Task
Find "the bird's eye" in the records that follow; print that line and each subsequent line through the last one, verbatim and with nothing added.
**** Supplied data ****
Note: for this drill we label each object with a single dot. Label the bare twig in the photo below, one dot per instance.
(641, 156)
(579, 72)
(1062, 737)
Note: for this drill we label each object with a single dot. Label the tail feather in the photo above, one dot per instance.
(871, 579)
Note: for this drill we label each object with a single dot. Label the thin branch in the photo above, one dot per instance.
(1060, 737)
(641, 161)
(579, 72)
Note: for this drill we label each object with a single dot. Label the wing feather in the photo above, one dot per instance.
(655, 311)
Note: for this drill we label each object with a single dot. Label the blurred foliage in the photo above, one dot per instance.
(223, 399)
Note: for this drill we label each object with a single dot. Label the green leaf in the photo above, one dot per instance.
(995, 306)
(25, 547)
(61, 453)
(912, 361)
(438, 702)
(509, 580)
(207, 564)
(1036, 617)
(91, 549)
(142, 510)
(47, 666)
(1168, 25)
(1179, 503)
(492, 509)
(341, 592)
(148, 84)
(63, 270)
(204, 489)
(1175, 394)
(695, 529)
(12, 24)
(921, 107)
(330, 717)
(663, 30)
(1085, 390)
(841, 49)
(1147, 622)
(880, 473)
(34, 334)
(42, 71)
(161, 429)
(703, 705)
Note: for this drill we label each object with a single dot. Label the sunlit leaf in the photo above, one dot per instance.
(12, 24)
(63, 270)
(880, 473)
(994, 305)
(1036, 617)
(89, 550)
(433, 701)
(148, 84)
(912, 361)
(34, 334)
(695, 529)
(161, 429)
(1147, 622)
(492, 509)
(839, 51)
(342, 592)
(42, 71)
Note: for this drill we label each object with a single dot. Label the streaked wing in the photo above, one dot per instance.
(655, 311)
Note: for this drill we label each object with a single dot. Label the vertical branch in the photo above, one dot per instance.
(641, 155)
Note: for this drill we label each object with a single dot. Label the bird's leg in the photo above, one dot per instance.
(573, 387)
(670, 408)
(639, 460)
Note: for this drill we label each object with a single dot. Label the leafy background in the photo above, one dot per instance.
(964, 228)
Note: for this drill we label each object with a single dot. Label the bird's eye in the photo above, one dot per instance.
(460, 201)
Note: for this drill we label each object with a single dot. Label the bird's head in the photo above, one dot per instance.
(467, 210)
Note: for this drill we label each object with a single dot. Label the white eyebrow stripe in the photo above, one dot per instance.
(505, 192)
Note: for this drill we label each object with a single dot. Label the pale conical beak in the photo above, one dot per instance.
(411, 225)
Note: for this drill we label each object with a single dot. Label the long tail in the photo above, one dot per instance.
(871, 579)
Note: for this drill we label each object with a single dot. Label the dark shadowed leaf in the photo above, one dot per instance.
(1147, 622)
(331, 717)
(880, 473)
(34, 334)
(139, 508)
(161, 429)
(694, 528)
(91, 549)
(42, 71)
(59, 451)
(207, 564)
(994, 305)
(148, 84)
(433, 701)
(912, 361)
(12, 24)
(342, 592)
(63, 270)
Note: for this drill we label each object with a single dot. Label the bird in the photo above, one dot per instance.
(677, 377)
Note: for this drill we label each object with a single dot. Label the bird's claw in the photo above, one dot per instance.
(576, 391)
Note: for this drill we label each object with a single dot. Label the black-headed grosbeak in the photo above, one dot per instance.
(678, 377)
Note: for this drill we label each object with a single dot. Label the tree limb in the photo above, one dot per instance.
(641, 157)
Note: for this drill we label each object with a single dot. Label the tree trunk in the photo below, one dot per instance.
****
Answer to the task
Note: for this drill we label each object with a single dot. Label the bird's eye in the photo above, one dot per instance.
(460, 201)
Note: for this drill we label each object with a single dot. Label the bird's head in the photo above, one dot per instance.
(467, 210)
Note: for this drill we label each object with a single dot. Label the white eyebrow stripe in the photo above, one dot per instance.
(505, 192)
Note: for this drill we label each object with a single dot. Label the pale conical beak in the photo above, one dot per instance.
(411, 225)
Note: for this drill we label each object with a single dot. Label the long tail in the photo above, one dot per instance.
(871, 579)
Note: for this drill we label each object with a single dot. Label the dark shadowed leaf in the photo above, one dot per instance.
(1147, 622)
(331, 717)
(880, 473)
(34, 334)
(139, 508)
(161, 429)
(694, 528)
(91, 549)
(42, 71)
(59, 451)
(207, 564)
(994, 305)
(148, 84)
(433, 701)
(912, 361)
(12, 24)
(342, 592)
(63, 270)
Note: for this drill we label each object with a single dot. Label the bird in the photo above, one dot per instance.
(677, 377)
Note: for this drill we label each object with a single dot. Label the bird's claw in the photo above, one dot per instance.
(576, 391)
Note: for this drill we label each object with a single dot. Label the black-headed grosbeak in the photo above, one dot per instance.
(678, 377)
Note: for this drill we label each object with a single dot. Label the tree limb in the photo above, one dot per instance.
(641, 157)
Note: for this drill we label each object with a single dot. Label the tree trunk in the photo below, one dot per instance.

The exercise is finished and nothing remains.